━━━━━ Extrait de page ━━━━━

Dollman
5.2
Dollman

Film de Albert Pyun (1991)

J’aime bien Albert Pyun. Je suis sans doute l’un des seuls mais je l’aime bien. Sa filmographie a beau être uniquement constituée de série B, nanars, navets et autres séries Z, il y a pourtant quelques bobines qui valent le coup d’œil pour l’amateur averti : Nemesis (1992), Cyborg (1989), L’Épée Sauvage (1982), ou encore Knights : Les Chevaliers du Futur (1993). Et puis, je ne sais pas, il se dégage quelque chose de ses films. De la générosité, de la sincérité même… On a vraiment l’impression qu’il essaie de faire de son mieux avec le maigre temps de tournage et le budget riquiqui qui lui sont impartis. Alors voilà, rien que pour ces raisons, le Dollman (1991) qui nous intéresse ici n’ira pas faire un tour dans Le Coin du Nanar. Et pourtant, il aurait pu y figurer pour pas mal de raisons. J’ai hésité longuement. Mais je ne peux décemment pas l’y mettre car malgré le désastre du film, il semble pavé de bonnes intentions. Si si, je vous jure !


Imaginez un croisement entre L’inspecteur Harry, Timecop, et Chérie J’ai Rétréci les Gosses. Ça y est vous l’avez ? Eh bien voilà, maintenant vous avez une vague idée du résultat improbable dont le duo Albert Pyun / Charles Band a voulu accoucher sur pellicule sous la houlette de Full Moon Features. Pour ceux qui ne connaitraient pas les petits gars de chez Full Moon, ce sont eux qui sont derrière des chefs d’œuvres tels que Creepozoïds, Future Cop 2, Mandroid, ou encore des sagas des Puppet Master, Evil Bong, Trancers, Demonic Toys ou encore Gingerdead Man. Même si dans le tas il y a quelques séries B efficaces, on peut clairement affirmer qu’on n’est pas ici dans du grand cinéma mais plutôt au royaume de la débrouille dans du cinéma vite fait / pas cher. Et comme dans beaucoup de leurs productions, les ambitions de Dollman vont être bien au-delà du (très) maigre budget qui aura été alloué à ce bon vieux tâcheron d’Albert Pyun.

━━━━━

**Objectif 1**
D'après la critique de Dollman, sous l'égide de quelle société de production le film a-t-il été réalisé ?
Cette critique et les enregistrements n'ont aucun rapport entre eux.

━━━━━ Données de l'exercice ━━━━━

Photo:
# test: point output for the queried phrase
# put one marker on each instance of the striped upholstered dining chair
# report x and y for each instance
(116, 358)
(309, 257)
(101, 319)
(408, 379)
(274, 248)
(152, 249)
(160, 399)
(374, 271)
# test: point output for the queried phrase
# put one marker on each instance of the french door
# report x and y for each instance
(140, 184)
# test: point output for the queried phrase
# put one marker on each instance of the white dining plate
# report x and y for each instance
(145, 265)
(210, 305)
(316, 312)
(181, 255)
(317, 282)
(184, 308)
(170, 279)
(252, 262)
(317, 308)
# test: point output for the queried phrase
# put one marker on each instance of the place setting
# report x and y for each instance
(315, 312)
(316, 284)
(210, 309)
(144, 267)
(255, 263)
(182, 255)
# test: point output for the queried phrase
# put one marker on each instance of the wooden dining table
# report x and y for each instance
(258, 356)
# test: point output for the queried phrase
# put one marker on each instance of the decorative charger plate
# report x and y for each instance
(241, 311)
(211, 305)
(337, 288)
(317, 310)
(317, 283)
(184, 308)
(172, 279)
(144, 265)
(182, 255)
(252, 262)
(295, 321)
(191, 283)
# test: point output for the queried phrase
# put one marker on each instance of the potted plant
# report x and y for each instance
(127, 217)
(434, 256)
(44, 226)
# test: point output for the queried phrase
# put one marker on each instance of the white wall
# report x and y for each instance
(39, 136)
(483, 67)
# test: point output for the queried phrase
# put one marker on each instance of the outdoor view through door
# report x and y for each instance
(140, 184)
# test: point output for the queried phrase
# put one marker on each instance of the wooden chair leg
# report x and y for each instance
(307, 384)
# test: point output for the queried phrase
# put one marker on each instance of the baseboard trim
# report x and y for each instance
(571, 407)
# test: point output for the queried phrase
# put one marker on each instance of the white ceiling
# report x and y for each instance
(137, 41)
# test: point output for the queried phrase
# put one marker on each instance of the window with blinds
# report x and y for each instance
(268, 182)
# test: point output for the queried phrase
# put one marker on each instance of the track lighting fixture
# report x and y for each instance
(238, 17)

━━━━━

**Objectif 2**
Rassemblez chaque ligne des enregistrements qui contient la chaîne "white".

**Solution 1**
Full Moon Features.

**Solution 2**
# put one marker on each instance of the white dining plate
# put one marker on each instance of the white wall
# put one marker on each instance of the white ceiling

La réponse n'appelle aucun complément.